Collect each line in the listing below that contains the string "stem", and copy those lines out in their original order.

**Source data:**
>>

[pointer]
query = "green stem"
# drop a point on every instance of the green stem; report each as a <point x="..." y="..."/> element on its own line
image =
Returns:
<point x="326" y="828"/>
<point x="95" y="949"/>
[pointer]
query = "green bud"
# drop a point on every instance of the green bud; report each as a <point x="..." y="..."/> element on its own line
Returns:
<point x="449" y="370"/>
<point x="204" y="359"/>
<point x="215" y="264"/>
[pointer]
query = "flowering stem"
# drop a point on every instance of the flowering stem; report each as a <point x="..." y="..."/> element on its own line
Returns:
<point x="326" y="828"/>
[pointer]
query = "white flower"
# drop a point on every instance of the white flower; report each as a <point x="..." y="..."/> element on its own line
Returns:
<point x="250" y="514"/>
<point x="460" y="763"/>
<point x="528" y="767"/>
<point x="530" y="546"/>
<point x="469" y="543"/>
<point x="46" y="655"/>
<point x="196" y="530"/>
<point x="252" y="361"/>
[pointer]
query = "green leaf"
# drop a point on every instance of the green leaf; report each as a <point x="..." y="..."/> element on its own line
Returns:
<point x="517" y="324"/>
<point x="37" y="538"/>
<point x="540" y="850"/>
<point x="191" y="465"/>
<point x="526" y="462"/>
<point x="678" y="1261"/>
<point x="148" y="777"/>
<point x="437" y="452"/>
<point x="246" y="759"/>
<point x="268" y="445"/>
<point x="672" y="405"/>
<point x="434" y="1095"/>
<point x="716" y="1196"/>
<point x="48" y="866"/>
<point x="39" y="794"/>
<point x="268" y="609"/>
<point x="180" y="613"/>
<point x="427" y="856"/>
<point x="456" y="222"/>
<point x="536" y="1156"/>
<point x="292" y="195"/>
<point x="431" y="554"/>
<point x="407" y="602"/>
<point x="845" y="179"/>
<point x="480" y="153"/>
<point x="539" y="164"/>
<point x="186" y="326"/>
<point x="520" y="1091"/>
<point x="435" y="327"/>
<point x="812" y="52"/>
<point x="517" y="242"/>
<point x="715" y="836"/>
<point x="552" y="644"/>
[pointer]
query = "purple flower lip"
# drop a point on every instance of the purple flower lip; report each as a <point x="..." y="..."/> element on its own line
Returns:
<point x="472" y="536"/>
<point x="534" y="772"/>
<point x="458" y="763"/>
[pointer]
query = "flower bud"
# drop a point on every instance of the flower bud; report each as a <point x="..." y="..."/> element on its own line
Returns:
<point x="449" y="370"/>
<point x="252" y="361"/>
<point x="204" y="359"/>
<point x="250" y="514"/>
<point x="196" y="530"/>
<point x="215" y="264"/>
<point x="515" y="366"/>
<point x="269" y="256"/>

<<

**Answer for the task:**
query = "green stem"
# drop a point on every instance of the green stem; report each as a <point x="..." y="..."/> element on its own line
query = "flowering stem"
# drop a point on every instance of the flowering stem; report each as a <point x="..." y="..."/> element on its own line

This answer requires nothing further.